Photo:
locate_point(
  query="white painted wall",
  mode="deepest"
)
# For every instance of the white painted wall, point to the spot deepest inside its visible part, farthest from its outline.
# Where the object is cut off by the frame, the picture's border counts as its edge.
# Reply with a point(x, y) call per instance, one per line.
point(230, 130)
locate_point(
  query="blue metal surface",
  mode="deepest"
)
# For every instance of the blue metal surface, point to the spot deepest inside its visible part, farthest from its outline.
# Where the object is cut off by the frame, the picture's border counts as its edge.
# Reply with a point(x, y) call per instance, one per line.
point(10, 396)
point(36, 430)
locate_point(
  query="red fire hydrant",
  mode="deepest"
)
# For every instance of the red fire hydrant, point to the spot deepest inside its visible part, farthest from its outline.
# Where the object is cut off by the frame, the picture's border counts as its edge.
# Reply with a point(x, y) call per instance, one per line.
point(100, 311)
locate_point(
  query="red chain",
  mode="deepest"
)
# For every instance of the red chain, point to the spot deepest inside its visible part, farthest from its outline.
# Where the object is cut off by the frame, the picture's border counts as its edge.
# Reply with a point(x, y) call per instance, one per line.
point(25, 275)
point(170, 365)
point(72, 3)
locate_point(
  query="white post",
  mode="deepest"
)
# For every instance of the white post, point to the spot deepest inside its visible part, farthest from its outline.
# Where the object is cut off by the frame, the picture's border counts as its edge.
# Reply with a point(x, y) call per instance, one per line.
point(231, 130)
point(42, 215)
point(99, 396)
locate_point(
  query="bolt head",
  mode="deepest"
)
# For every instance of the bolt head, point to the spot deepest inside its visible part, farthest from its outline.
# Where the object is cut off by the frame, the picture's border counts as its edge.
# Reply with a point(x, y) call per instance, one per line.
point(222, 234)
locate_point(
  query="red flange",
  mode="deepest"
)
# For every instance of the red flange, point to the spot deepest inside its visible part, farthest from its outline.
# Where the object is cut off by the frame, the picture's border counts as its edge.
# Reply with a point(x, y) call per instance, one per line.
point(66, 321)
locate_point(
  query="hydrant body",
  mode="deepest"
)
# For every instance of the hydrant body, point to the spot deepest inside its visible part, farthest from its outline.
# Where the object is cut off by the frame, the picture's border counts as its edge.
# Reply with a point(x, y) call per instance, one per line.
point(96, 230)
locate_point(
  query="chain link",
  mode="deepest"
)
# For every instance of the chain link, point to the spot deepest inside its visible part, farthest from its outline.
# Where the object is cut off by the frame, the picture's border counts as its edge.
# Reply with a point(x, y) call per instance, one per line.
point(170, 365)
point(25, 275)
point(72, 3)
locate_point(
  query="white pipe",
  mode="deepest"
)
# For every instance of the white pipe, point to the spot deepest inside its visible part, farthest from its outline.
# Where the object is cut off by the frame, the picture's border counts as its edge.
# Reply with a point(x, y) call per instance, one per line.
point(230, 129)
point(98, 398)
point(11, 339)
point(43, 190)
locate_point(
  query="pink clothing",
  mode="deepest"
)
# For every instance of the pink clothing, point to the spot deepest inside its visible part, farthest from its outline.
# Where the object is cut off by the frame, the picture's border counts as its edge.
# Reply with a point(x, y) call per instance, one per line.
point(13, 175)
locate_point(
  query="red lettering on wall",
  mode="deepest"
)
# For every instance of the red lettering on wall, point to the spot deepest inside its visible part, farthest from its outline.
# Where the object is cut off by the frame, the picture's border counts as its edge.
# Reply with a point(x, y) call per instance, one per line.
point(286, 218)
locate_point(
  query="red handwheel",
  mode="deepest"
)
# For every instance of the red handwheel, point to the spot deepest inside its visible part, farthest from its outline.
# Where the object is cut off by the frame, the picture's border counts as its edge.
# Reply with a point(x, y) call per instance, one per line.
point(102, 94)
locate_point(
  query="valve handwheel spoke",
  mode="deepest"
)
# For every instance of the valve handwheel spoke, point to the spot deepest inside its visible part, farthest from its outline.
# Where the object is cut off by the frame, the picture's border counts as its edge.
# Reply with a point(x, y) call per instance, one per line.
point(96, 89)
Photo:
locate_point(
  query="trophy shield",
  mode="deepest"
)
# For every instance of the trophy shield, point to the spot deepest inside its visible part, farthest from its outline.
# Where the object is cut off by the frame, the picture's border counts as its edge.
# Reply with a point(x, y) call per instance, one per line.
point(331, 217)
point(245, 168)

========================================================================

* **Given task**: Rewrite all the records above, swapping "farthest" for "furthest" wherever it appears and keeping everything else the same.

* **Written solution**:
Photo:
locate_point(
  query="white painted wall",
  mode="deepest"
)
# For every instance of the white painted wall, point to the spot deepest inside its visible part, furthest from its outline.
# Where the object is cut off by the frame, the picture's border counts as its edge.
# Reply with a point(x, y) call per instance, one per line.
point(230, 130)
locate_point(
  query="blue metal surface",
  mode="deepest"
)
# For every instance of the blue metal surface, point to the spot deepest inside its visible part, furthest from its outline.
# Where the object is cut off by the frame, the picture's border counts as its edge.
# Reply with a point(x, y) call per instance, one per line.
point(10, 396)
point(36, 430)
locate_point(
  query="red fire hydrant",
  mode="deepest"
)
# For every instance of the red fire hydrant, point to the spot deepest inside its visible part, furthest from its outline.
# Where the object is cut off by the frame, the picture's border counts as its edge.
# Reply with a point(x, y) call per instance, one per line.
point(100, 311)
locate_point(
  query="red chain",
  mode="deepest"
)
# For every instance of the red chain, point to the spot deepest inside its visible part, furthest from its outline.
# Where the object is cut off by the frame, the picture's border counts as its edge.
# Reply with a point(x, y) call per instance, one per line.
point(25, 275)
point(170, 365)
point(72, 3)
locate_point(
  query="white post",
  mode="deepest"
)
# For every instance of the white post, point to the spot deepest inside its visible part, furthest from its outline.
# Where the object is cut off by the frame, the picture's border counts as its edge.
# Reply with a point(x, y) call per instance, one per line.
point(231, 130)
point(42, 215)
point(99, 396)
locate_point(
  query="bolt head",
  mode="deepest"
)
# For every instance of the bolt head, point to the spot deepest inside its visible part, furthest from its outline.
# Where the object is cut off by the frame, the picture's border counts as its edge.
# Reply with a point(x, y) call per instance, one per line.
point(222, 234)
locate_point(
  query="red flange",
  mode="deepest"
)
# For every instance of the red flange, point to the spot deepest inside its visible part, furthest from its outline.
# Where the object is cut off by the frame, the picture's border counts as its edge.
# Reply with a point(x, y) call per instance, one per line.
point(66, 321)
locate_point(
  query="hydrant body",
  mode="deepest"
)
# For every instance of the hydrant body, point to the spot deepest inside its visible part, furthest from its outline.
# Where the object is cut off by the frame, the picture's border counts as its edge.
# Reply with a point(x, y) call per instance, one per line.
point(96, 230)
locate_point(
  query="chain link",
  mode="deepest"
)
# For every instance of the chain link, point to the spot deepest inside its visible part, furthest from its outline.
# Where the object is cut off by the frame, the picture's border counts as its edge.
# Reply with a point(x, y) call per instance, one per line.
point(170, 365)
point(25, 275)
point(72, 3)
locate_point(
  query="white pipe",
  mode="deepest"
)
# For every instance of the white pipe, point to the spot deepest inside its visible part, furthest from its outline.
# Where the object is cut off by the frame, the picture's border counts as its edge.
# Reply with a point(x, y) call per instance, one per line.
point(230, 129)
point(98, 398)
point(11, 339)
point(43, 190)
locate_point(
  query="pink clothing",
  mode="deepest"
)
# For every instance of the pink clothing, point to the spot deepest inside its visible part, furthest from its outline.
# Where the object is cut off by the frame, the picture's border counts as its edge.
# Reply with a point(x, y) call per instance, one per line.
point(13, 175)
locate_point(
  query="red lettering on wall",
  mode="deepest"
)
# For every instance of the red lettering on wall, point to the spot deepest inside its visible part, furthest from its outline.
# Where the object is cut off by the frame, the picture's border counts as its edge.
# Reply with a point(x, y) call per instance, one per line.
point(286, 218)
locate_point(
  query="red handwheel",
  mode="deepest"
)
# For every instance of the red handwheel, point to the spot deepest inside its visible part, furthest from its outline.
# Where the object is cut off by the frame, the picture's border counts as its edge.
# Reply with a point(x, y) call per instance, one per line.
point(102, 94)
locate_point(
  query="valve handwheel spoke",
  mode="deepest"
)
# For every instance of the valve handwheel spoke, point to the spot deepest inside its visible part, furthest from its outline.
# Where the object is cut off by the frame, the picture's border counts as its edge.
# Reply with a point(x, y) call per instance, one per line.
point(96, 89)
Photo:
locate_point(
  query="trophy shield",
  mode="deepest"
)
# For every instance of the trophy shield, point to the spot deepest inside its visible part, furthest from its outline.
# Where the object is cut off by the frame, the picture's border counts as its edge.
# Reply with a point(x, y) call per instance, one per line.
point(331, 217)
point(245, 168)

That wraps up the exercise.